PASSAGE TO READ —
Thursday, 17 May 2007

Data-centric security is here!

I told you this day would come! But before I do the victory dance I still have to explain a little about compliance and where I am.

I've been at Complitech today, over at ExCel in London. A small-ish event, reminds me of InfoSec about 400 years ago when it was really about ideas rather than nurses in short skirts. Not that there's anything wrong with marketing, especially not in skirts, but this feels like a return to proper security, people who actually know what they're talking about, talking about it.

Note that I say security. Compliance isn't just doing network scans and getting expensive consultants to tick a box. Compliance tells us the best ways to do things. It's there to protect customers and end-users, which essentially protects the business. Guess what? That's security.

Everyone there today understood my technology, and that's NEVER happened at a trade show before. Still I had some 'interesting' conversations however. A guy who shall remain nameless (mainly because I can't remember his name) started talking to me about what he did: "I'm in security software", he said, "so I just came here to see what all the fuss was about." O...K... said my brain. "Security isn't the same business as compliance." I made my excuses and left. It's sad that some people in "security" as they call it, don't understand what they are doing.

A guy I spoke to earlier in the week, Phil Maynard, had a different view. A man with incredible credentials in storage and the connections to prove it. He never once pretended to be in security, and yet understands it with more clarity than anyone I spoke to today. We had a meeting booked for what I think we both expected to be half an hour or so whilst we swapped notes, but an hour and a half later I was still talking to him as he gently ushered me out of his office so he could attend a meeting.

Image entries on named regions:
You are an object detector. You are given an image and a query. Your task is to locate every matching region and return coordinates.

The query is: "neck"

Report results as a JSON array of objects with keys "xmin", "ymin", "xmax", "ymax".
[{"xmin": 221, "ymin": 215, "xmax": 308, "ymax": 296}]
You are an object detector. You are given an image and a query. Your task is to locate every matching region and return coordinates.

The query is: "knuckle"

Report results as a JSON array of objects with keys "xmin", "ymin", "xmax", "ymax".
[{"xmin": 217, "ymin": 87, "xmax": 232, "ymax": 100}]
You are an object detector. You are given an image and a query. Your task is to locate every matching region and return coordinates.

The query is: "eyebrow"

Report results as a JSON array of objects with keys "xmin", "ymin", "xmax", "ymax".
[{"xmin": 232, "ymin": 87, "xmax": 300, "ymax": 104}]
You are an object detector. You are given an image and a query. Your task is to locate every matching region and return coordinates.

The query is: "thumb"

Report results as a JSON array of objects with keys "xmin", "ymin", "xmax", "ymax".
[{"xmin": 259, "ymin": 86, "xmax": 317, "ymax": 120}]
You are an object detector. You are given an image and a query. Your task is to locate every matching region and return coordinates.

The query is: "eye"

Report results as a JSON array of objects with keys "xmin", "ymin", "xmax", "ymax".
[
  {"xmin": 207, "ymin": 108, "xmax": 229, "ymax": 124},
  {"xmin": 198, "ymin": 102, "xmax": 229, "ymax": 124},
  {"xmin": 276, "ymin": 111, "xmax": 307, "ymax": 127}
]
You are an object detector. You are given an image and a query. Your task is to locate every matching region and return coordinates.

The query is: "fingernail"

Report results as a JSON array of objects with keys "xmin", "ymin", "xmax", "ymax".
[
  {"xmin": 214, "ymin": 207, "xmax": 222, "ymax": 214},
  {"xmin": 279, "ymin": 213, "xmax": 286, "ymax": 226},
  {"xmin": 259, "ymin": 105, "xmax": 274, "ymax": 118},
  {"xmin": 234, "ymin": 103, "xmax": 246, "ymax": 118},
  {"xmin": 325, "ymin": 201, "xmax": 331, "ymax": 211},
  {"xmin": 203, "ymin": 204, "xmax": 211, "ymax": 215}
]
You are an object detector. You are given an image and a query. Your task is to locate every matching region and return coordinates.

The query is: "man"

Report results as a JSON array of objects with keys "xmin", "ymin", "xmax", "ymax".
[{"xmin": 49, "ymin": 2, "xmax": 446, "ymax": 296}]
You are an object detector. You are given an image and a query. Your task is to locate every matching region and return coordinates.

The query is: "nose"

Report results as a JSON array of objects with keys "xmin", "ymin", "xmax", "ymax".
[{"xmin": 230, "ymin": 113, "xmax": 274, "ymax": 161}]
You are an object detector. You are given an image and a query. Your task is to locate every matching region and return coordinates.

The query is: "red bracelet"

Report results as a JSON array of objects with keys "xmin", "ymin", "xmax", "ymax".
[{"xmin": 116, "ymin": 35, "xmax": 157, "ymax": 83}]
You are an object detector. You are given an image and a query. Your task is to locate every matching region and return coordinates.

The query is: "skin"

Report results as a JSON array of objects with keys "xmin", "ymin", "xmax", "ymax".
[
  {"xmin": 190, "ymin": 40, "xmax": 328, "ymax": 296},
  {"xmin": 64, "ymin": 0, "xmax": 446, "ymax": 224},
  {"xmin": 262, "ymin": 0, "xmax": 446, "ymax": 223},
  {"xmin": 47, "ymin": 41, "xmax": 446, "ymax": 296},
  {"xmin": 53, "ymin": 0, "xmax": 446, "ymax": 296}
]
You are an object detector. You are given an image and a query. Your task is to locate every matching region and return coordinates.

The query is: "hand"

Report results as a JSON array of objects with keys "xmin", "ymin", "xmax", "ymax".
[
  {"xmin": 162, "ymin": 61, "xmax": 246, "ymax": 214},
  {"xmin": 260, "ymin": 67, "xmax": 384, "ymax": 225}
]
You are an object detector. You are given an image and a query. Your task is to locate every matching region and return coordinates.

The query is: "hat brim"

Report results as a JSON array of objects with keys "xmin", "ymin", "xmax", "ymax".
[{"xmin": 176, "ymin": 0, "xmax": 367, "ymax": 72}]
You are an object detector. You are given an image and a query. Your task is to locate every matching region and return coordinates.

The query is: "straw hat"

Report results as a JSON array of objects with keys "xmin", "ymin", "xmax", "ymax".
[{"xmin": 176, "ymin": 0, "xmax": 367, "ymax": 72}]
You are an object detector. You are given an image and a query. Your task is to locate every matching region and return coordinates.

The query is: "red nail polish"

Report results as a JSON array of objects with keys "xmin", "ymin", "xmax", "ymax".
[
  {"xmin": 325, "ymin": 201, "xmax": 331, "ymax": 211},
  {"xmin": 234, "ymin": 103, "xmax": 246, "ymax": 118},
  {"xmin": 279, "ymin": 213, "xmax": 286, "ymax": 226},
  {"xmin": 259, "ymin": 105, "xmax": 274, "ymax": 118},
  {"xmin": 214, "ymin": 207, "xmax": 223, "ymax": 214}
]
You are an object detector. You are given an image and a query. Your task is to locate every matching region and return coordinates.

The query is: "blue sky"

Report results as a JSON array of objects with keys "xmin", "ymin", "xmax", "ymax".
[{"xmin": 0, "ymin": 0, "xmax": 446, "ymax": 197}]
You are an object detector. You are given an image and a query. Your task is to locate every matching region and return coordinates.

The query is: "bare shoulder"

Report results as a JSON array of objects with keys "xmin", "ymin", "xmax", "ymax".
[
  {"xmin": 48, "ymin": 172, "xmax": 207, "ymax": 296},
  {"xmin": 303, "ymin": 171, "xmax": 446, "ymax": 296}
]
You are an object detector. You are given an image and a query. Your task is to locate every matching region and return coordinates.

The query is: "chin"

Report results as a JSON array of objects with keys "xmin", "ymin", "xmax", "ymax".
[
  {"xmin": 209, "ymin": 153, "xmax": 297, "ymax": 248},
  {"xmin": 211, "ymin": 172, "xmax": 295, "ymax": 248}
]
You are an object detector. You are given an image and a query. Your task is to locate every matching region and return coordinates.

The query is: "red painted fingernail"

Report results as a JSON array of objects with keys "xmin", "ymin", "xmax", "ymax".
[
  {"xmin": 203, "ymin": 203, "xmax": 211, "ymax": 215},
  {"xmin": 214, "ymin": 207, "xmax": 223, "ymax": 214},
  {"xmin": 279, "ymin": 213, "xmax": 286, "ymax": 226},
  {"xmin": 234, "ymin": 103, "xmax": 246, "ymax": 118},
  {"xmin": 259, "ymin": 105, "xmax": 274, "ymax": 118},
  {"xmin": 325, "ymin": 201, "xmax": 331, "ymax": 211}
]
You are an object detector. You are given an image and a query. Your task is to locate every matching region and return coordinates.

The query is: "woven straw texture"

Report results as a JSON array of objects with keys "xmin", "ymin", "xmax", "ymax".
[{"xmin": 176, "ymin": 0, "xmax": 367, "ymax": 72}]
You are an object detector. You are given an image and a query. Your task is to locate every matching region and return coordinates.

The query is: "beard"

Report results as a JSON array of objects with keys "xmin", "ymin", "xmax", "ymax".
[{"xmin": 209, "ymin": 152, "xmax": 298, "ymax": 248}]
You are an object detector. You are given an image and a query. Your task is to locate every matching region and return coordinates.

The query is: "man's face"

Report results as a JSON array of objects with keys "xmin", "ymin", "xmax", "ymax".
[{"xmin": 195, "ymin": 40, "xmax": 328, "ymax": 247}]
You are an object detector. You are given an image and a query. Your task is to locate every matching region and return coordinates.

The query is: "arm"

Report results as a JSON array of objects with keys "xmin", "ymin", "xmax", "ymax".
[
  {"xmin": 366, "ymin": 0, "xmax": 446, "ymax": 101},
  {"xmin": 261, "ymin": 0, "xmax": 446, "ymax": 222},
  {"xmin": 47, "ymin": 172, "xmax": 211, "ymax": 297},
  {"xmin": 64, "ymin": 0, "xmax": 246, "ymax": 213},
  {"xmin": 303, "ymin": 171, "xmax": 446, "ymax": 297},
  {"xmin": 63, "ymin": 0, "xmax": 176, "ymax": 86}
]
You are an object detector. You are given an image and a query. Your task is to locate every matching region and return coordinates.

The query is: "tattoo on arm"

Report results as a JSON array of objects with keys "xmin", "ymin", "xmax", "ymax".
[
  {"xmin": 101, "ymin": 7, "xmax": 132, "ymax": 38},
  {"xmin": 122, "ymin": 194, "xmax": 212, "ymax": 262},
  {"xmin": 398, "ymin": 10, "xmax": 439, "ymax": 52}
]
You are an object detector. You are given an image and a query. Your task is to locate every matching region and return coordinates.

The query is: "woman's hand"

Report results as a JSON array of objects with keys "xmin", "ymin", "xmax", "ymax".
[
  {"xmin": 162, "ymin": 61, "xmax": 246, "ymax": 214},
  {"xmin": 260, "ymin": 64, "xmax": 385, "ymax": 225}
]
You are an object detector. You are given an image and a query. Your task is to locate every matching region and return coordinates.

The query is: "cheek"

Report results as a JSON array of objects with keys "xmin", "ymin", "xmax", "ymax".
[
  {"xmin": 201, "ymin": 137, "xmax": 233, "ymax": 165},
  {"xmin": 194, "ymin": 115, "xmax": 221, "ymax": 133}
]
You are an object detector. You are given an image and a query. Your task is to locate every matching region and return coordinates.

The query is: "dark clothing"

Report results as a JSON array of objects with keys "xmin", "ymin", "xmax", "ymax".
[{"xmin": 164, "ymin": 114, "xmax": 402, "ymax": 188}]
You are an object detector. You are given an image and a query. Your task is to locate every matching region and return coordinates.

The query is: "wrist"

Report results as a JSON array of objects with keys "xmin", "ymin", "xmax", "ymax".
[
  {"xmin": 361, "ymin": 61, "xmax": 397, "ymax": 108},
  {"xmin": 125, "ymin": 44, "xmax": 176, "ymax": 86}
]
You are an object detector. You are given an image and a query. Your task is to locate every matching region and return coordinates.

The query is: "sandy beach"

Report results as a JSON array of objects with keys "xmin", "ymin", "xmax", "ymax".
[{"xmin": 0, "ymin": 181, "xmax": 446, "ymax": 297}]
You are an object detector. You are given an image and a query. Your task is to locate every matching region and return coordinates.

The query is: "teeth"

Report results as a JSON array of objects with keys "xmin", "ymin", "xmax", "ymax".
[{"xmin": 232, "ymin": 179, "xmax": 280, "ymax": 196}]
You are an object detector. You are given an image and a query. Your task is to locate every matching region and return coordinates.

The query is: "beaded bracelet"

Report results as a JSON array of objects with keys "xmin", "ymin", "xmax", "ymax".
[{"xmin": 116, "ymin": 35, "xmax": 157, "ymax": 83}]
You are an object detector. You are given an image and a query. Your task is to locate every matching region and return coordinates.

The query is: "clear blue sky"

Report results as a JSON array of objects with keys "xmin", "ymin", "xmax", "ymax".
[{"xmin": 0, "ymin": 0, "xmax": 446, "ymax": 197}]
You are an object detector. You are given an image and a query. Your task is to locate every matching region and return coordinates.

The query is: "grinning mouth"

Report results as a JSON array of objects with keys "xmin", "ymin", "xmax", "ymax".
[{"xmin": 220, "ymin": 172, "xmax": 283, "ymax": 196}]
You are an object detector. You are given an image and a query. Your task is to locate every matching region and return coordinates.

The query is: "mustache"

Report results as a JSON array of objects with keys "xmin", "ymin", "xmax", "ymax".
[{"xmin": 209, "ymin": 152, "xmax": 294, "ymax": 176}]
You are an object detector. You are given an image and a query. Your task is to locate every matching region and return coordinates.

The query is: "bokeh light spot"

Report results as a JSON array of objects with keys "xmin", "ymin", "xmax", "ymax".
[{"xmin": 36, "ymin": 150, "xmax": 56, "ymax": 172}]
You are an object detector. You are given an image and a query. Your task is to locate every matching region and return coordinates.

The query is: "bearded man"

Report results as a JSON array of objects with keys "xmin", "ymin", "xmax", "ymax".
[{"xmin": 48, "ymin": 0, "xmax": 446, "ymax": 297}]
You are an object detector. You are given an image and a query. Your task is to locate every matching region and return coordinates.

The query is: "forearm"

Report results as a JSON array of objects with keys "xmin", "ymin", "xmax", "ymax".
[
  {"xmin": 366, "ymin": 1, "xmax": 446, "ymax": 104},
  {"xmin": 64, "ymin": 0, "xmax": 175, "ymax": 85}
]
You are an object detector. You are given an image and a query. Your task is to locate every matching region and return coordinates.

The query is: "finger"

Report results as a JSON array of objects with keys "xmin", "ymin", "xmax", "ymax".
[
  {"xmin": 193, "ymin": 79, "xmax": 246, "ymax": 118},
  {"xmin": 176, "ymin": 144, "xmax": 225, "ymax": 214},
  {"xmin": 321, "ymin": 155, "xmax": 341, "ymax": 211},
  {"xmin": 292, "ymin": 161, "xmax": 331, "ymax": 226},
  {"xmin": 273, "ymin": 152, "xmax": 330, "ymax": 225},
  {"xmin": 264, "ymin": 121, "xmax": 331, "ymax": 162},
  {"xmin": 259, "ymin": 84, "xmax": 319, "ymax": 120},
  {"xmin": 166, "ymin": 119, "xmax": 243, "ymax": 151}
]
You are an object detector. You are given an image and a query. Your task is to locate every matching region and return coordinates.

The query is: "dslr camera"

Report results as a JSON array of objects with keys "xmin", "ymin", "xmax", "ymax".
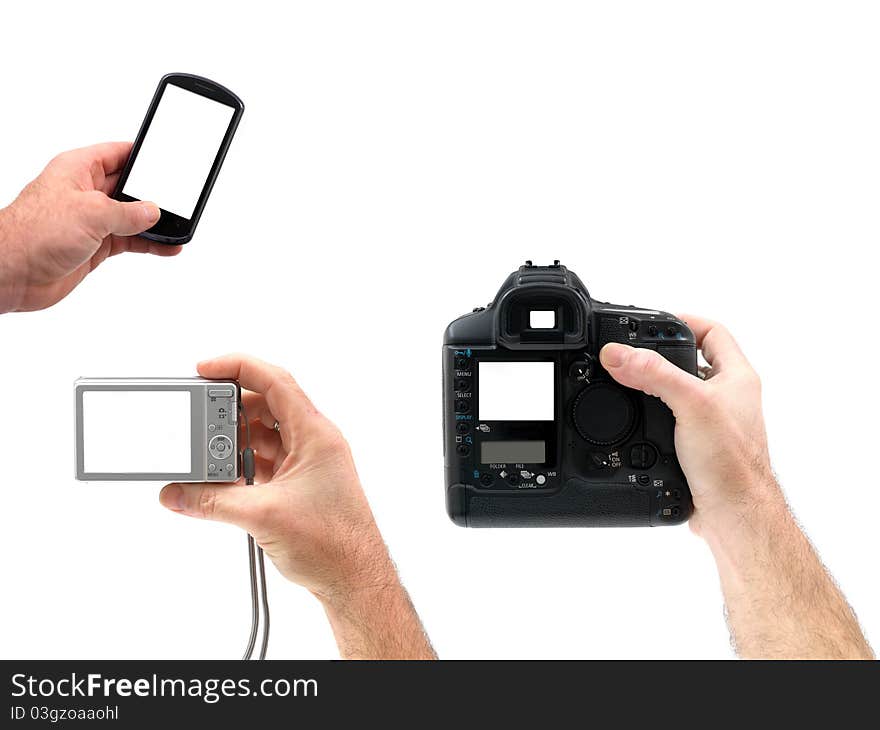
[
  {"xmin": 74, "ymin": 378, "xmax": 241, "ymax": 482},
  {"xmin": 443, "ymin": 261, "xmax": 697, "ymax": 527}
]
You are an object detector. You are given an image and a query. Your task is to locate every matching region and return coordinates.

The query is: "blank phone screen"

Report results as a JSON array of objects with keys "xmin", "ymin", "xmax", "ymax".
[
  {"xmin": 122, "ymin": 84, "xmax": 235, "ymax": 219},
  {"xmin": 82, "ymin": 390, "xmax": 192, "ymax": 474}
]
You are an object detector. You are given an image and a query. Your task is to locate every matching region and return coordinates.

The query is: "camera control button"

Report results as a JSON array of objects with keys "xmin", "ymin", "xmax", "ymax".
[
  {"xmin": 568, "ymin": 358, "xmax": 592, "ymax": 380},
  {"xmin": 629, "ymin": 444, "xmax": 657, "ymax": 469},
  {"xmin": 573, "ymin": 383, "xmax": 636, "ymax": 446},
  {"xmin": 208, "ymin": 434, "xmax": 233, "ymax": 459}
]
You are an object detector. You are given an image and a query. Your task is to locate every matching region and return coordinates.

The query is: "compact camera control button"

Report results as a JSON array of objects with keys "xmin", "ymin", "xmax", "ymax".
[
  {"xmin": 629, "ymin": 444, "xmax": 657, "ymax": 469},
  {"xmin": 573, "ymin": 383, "xmax": 636, "ymax": 446},
  {"xmin": 208, "ymin": 434, "xmax": 233, "ymax": 459},
  {"xmin": 208, "ymin": 388, "xmax": 235, "ymax": 398}
]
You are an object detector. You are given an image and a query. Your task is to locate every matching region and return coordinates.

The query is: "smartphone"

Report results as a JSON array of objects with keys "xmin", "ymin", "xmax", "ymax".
[{"xmin": 113, "ymin": 73, "xmax": 244, "ymax": 245}]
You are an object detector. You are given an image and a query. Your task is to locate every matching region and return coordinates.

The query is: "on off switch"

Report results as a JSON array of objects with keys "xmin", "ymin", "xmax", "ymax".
[{"xmin": 629, "ymin": 444, "xmax": 657, "ymax": 469}]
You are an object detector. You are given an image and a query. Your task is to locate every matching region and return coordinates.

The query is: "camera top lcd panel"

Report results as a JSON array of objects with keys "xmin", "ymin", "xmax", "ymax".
[
  {"xmin": 443, "ymin": 262, "xmax": 697, "ymax": 527},
  {"xmin": 74, "ymin": 378, "xmax": 240, "ymax": 482}
]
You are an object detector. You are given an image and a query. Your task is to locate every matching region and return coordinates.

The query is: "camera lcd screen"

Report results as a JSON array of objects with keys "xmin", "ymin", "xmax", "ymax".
[
  {"xmin": 477, "ymin": 360, "xmax": 555, "ymax": 421},
  {"xmin": 122, "ymin": 84, "xmax": 235, "ymax": 219},
  {"xmin": 480, "ymin": 441, "xmax": 547, "ymax": 464},
  {"xmin": 82, "ymin": 390, "xmax": 192, "ymax": 474}
]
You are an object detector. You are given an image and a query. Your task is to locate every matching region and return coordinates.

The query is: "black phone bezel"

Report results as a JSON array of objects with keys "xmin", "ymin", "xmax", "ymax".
[{"xmin": 112, "ymin": 73, "xmax": 244, "ymax": 245}]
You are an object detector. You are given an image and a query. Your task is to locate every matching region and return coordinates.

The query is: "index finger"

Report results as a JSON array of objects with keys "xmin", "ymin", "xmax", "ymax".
[
  {"xmin": 74, "ymin": 142, "xmax": 131, "ymax": 175},
  {"xmin": 198, "ymin": 353, "xmax": 318, "ymax": 436},
  {"xmin": 677, "ymin": 314, "xmax": 748, "ymax": 372}
]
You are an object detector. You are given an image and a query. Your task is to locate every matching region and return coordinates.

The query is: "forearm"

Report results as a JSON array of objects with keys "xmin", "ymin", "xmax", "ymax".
[
  {"xmin": 704, "ymin": 485, "xmax": 873, "ymax": 659},
  {"xmin": 319, "ymin": 557, "xmax": 437, "ymax": 659},
  {"xmin": 0, "ymin": 206, "xmax": 26, "ymax": 314}
]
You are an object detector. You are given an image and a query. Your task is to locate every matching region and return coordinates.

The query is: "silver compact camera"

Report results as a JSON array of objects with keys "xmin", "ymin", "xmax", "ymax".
[{"xmin": 74, "ymin": 378, "xmax": 241, "ymax": 482}]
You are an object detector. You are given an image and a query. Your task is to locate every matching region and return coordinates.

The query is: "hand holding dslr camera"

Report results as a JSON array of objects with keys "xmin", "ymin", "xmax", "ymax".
[{"xmin": 443, "ymin": 262, "xmax": 697, "ymax": 527}]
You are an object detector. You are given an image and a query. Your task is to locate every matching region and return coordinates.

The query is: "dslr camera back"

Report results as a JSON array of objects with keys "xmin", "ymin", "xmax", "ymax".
[{"xmin": 443, "ymin": 261, "xmax": 697, "ymax": 527}]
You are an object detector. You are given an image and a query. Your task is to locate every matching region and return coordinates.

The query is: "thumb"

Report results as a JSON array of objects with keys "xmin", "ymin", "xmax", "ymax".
[
  {"xmin": 159, "ymin": 484, "xmax": 263, "ymax": 532},
  {"xmin": 599, "ymin": 343, "xmax": 704, "ymax": 415},
  {"xmin": 105, "ymin": 198, "xmax": 160, "ymax": 236}
]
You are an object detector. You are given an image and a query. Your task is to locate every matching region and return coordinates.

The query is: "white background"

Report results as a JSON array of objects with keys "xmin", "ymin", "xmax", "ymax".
[
  {"xmin": 123, "ymin": 84, "xmax": 234, "ymax": 218},
  {"xmin": 0, "ymin": 0, "xmax": 880, "ymax": 658}
]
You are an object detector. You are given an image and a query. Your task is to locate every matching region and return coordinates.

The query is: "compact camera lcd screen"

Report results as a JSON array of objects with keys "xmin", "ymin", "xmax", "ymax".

GOAL OF THE EXERCISE — Decide whether each statement agrees with the blog post on compliance: (a) The event at ExCel was a large one. (b) Compliance exists to protect customers and end-users. (c) The meeting with Phil Maynard ended after about half an hour. Answer yes or no for each and quote the words that settle it. Work from the blog post on compliance alone, without the records.

OUTPUT OF THE TASK —
(a) No: "A small-ish event"
(b) Yes: "It's there to protect customers and end-users"
(c) No: "an hour and a half later I was still talking to him"